As the men describe the process, you can play with scale by making an avatar life-size, or smaller, or larger. They are not a novelty, however. Rather, the AR dancers are integrated thematically into the performance, and so add to the concept of how we perceive each other.

Thus, there are three different ways audiences can immerse themselves in the performance. They can see the AR dancers perform with their live selves. They can follow the performance through the dancers’ eyes through their livestream bodycams, or they can simply watch the stage performance.

“We were interested in creating a multi-perspective performance,” says Allen, “and the audience has agency. They can choose just how immersive they want to be.”

Not to be forgotten, however, is that each dancer is performing their own story which includes aspects of their own childhood. The memories range from the benign — getting a new pair of roller blades — to the traumatic — child abuse. The dancers collectively form a rich community of memories.

The men have also thrown a structured improvisation component into the 38-minute work. An hour before the show begins, the dancers pull a series of prompts out of a hat that, for a certain section of the performance, tells them who they will be dancing with, what physical process they will use, and the underlying emotion of the meeting.

How do the Kaejas and Barton see the two pieces working together?

Inter-relationships are mentioned, as is the presence and absence of innocence, of perception, of presence. Questions raised include: How do we see ourselves and others.? How do we respond to people? How do we live our lives?

• • • • •

## [WORK REQUEST A]
Set down the stretch of the dance performance article from "Thus, there are" through "the stage performance.", word for word.
## [WORK REQUEST B]
In the dance performance article, when do the dancers pull their prompts out of a hat?
## [WORK REQUEST C]
Continue the dance performance article past its last sentence.

## [DATA SUPPLIED]
• • • • •

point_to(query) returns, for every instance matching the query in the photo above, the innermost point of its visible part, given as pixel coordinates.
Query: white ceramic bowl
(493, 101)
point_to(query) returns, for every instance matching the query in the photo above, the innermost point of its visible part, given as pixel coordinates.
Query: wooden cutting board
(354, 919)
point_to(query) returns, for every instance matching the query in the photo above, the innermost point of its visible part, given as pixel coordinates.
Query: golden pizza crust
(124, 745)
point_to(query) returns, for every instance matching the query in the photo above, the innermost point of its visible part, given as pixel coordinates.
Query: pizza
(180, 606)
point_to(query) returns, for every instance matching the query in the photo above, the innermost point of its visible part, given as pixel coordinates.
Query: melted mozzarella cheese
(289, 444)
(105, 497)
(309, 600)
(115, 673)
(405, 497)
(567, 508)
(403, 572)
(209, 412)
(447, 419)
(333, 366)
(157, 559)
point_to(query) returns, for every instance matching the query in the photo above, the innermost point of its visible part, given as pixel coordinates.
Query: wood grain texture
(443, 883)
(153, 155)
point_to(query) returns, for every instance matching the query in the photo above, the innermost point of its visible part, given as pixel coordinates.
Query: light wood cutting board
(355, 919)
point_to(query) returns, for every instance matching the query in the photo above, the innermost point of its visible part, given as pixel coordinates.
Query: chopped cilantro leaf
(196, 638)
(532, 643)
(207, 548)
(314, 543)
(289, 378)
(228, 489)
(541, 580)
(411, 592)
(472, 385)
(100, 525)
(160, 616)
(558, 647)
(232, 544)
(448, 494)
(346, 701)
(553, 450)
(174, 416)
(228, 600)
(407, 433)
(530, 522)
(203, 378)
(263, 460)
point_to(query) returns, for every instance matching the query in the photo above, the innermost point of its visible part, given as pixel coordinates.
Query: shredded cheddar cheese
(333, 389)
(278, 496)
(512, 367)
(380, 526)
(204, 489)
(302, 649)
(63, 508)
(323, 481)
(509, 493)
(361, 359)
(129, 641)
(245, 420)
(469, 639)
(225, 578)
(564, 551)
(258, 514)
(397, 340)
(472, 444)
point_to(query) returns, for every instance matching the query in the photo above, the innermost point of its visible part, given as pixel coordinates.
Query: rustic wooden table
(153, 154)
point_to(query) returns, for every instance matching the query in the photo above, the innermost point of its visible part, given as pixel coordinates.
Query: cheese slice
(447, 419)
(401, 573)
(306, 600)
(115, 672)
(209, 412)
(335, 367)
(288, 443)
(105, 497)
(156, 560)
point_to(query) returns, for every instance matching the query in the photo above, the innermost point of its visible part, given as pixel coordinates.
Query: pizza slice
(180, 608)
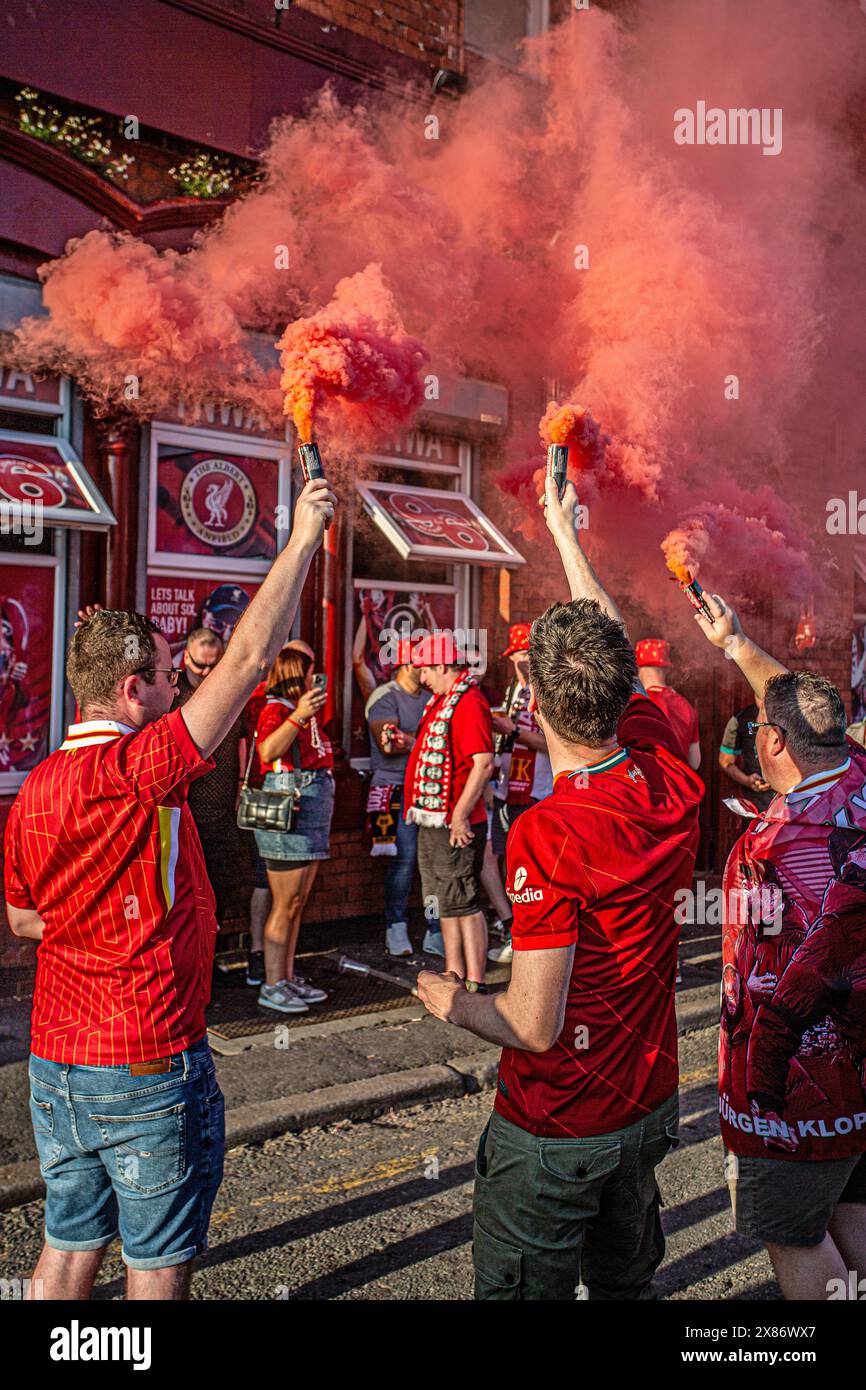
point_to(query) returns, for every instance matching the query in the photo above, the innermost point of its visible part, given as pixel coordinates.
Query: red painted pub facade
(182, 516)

• • • • •

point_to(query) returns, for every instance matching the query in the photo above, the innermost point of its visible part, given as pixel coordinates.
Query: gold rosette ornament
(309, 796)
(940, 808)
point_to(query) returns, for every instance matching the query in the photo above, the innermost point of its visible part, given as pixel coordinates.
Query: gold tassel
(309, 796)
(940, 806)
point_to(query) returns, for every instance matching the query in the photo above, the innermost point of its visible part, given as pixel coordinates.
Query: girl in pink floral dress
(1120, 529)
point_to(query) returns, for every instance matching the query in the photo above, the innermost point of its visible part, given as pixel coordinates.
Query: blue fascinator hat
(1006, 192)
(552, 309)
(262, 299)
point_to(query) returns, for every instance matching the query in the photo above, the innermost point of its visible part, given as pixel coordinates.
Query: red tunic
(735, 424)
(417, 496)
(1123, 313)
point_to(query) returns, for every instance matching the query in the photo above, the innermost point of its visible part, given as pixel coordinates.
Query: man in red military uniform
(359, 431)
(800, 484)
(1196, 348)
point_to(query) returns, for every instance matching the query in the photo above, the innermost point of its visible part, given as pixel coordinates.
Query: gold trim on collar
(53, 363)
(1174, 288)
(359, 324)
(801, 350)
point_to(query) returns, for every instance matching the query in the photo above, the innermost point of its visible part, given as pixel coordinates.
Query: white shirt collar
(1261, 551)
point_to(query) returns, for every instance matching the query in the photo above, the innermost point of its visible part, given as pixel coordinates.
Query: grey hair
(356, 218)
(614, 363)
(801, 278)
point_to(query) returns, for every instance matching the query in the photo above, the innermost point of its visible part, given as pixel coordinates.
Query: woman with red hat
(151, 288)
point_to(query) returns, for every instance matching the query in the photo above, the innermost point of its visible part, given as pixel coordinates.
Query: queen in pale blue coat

• • • • •

## [ANSWER A]
Thus, there are three different ways audiences can immerse themselves in the performance. They can see the AR dancers perform with their live selves. They can follow the performance through the dancers’ eyes through their livestream bodycams, or they can simply watch the stage performance.

## [ANSWER B]
An hour before the show begins.

## [ANSWER C]
Says Karen, “The pieces are a celebration of humanity, but we’re not sweeping struggle under a rug.”

“We’re here to honour and respect those voices, to listen and respond, but not to create judgment,” Allen adds.

“The works represent a hybrid. On one hand there is face to face communication, on the other is technology, and life through a screen,” says Barton.

What does Kaeja d’Dance stand for as a company?

From Barton: “Kaeja d’Dance is unique because it is driven by the two very different personalities of a married couple who are savvy, intelligent, and willing to take risks. They have a deep investment in what experimentation means without seeing it as a trend or novelty. They have survived for 30 years through force of will and imagination.”

From Karen: “The support between the two of us has been an unbelievable journey. We’ve allowed each other to follow our own fascinations. It has not been without its challenges, however. The flowers are always blossoming, but some die.”

From Allen: “Why be ahead of the curve, when you can create the curve?”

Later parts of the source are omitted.